Written task>
Extract the complete listing and output it unchanged.

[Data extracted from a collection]

__________________________________________________

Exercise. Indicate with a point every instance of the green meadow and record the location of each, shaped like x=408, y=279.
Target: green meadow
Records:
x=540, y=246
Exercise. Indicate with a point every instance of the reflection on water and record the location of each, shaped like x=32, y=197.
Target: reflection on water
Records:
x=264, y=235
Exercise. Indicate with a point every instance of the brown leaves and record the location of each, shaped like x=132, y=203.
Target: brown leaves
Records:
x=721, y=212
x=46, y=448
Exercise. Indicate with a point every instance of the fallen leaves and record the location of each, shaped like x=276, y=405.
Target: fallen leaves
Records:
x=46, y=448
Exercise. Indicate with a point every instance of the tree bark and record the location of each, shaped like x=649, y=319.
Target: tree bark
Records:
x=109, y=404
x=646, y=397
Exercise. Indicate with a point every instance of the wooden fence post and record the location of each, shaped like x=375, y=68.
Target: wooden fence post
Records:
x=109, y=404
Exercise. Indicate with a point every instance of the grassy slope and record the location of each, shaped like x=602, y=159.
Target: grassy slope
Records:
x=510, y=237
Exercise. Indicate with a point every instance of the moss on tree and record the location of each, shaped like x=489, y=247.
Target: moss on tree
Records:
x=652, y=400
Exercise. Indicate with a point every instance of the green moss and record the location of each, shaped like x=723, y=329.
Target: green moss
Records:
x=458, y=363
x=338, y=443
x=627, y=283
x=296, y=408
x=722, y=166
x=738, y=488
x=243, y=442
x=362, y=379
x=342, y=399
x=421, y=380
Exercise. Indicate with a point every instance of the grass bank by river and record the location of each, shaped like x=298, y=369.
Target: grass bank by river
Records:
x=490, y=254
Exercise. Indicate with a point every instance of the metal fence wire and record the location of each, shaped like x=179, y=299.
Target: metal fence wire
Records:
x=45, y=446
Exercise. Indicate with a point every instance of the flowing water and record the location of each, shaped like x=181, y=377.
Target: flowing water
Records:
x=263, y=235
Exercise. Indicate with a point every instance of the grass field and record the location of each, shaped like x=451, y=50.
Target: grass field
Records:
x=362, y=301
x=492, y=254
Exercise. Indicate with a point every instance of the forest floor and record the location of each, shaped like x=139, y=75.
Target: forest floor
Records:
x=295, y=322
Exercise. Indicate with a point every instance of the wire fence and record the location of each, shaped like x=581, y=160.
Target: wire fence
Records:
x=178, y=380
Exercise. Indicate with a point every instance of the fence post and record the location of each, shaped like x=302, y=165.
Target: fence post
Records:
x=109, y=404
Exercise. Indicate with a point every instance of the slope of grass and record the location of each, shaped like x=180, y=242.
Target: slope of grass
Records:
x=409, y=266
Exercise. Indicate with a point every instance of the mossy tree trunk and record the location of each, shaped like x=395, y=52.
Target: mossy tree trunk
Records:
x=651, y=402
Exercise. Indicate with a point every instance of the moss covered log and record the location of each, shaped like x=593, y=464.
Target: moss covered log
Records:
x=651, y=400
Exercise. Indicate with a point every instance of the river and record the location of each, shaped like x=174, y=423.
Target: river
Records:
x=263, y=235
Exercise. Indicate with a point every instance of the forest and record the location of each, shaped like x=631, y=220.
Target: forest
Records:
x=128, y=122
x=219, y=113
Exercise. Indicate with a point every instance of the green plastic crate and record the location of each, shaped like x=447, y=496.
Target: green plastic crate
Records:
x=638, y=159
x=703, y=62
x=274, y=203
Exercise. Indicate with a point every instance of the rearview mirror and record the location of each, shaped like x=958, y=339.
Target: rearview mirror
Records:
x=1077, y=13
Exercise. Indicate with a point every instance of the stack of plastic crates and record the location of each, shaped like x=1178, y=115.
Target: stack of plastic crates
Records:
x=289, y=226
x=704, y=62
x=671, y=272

__________________________________________________

Answer in full>
Exercise. Indicate with a point every instance of the green meadow and record the location of each, shaped like x=408, y=279.
Target: green meadow
Records:
x=540, y=246
Exercise. Indicate with a point every instance of the reflection on water and record the location of each, shaped like x=32, y=197.
Target: reflection on water
Records:
x=264, y=235
Exercise. Indicate with a point every instance of the brown leaves and record the location of each, shaped like x=132, y=203.
Target: brown leaves
Records:
x=721, y=212
x=46, y=448
Exercise. Indicate with a point every instance of the fallen leaves and record the location of each, shaped like x=276, y=405.
Target: fallen leaves
Records:
x=46, y=448
Exercise. Indicate with a point every instance of the tree bark and record the location of each, shaped like x=649, y=319.
Target: tree bark
Records:
x=109, y=404
x=646, y=397
Exercise. Indicate with a point every instance of the wooden fence post and record the location of each, shaped like x=375, y=68.
Target: wooden fence post
Records:
x=109, y=404
Exercise. Indicate with a point every instance of the grassy slope and record the location of each, shaped like x=602, y=159.
Target: grassy slope
Records:
x=510, y=237
Exercise. Indicate with a point every instance of the moss on tree and record the location of each, shaped like x=489, y=247.
Target: moss on tree
Records:
x=652, y=400
Exercise. Indicate with a point every instance of the green moss and record the location of each, shaped like x=723, y=329.
Target: green moss
Records:
x=458, y=363
x=338, y=443
x=627, y=283
x=296, y=408
x=722, y=166
x=738, y=488
x=243, y=442
x=362, y=379
x=342, y=399
x=421, y=380
Exercise. Indicate with a point every instance of the grass bank by river and record the location of each, shaped like x=298, y=369.
Target: grass bank by river
Records:
x=490, y=254
Exercise. Indicate with a point every instance of the metal fence wire and record the location of each, shaped like x=179, y=299.
Target: metal fence wire
Records:
x=45, y=446
Exercise. Indicate with a point every instance of the flowing water and record the location of each, shaped like x=181, y=377.
Target: flowing water
Records:
x=263, y=235
Exercise. Indicate with a point every instance of the grass field and record the location of each, shaped like x=451, y=50.
Target: grass field
Records:
x=362, y=301
x=492, y=254
Exercise. Indicate with a point every instance of the forest floor and record the location of each, shaped like x=139, y=75.
Target: forest floor
Records:
x=295, y=322
Exercise. Indicate with a point every instance of the wire fence and record the location of each, shaped like x=581, y=160.
Target: wire fence
Records:
x=178, y=380
Exercise. Indicate with a point every instance of the fence post and record the location of each, shaped like x=302, y=165.
Target: fence post
Records:
x=109, y=404
Exercise. Indicate with a point every instance of the slope of grass and record the location of each, shaped like x=180, y=242.
Target: slope of grass
Records:
x=409, y=266
Exercise. Indicate with a point every instance of the mossy tree trunk and record the location of each, shaped like x=395, y=52.
Target: mossy tree trunk
Records:
x=651, y=402
Exercise. Indicate with a point every instance of the moss covered log and record the location of each, shaped like x=593, y=464.
Target: moss covered log
Records:
x=651, y=400
Exercise. Indicate with a point every instance of the river and record the location of each, shaped like x=174, y=423.
Target: river
Records:
x=263, y=235
Exercise. Indicate with a point every instance of the forest and record the location of each, shaped like x=631, y=220.
Target: forest
Records:
x=128, y=122
x=219, y=113
Exercise. Indicate with a point every instance of the green plastic crate and record the location of each, shaped like x=447, y=496.
Target: green plastic crate
Records:
x=638, y=159
x=703, y=62
x=274, y=203
Exercise. Indicate with a point every instance of the rearview mirror and record the location of each, shaped like x=958, y=339.
Target: rearview mirror
Records:
x=1077, y=13
Exercise. Indicate with a point every instance of the stack of plastic crates and record the location of each, shaped like x=1178, y=115.
Target: stack of plastic crates
Records:
x=289, y=226
x=704, y=62
x=671, y=272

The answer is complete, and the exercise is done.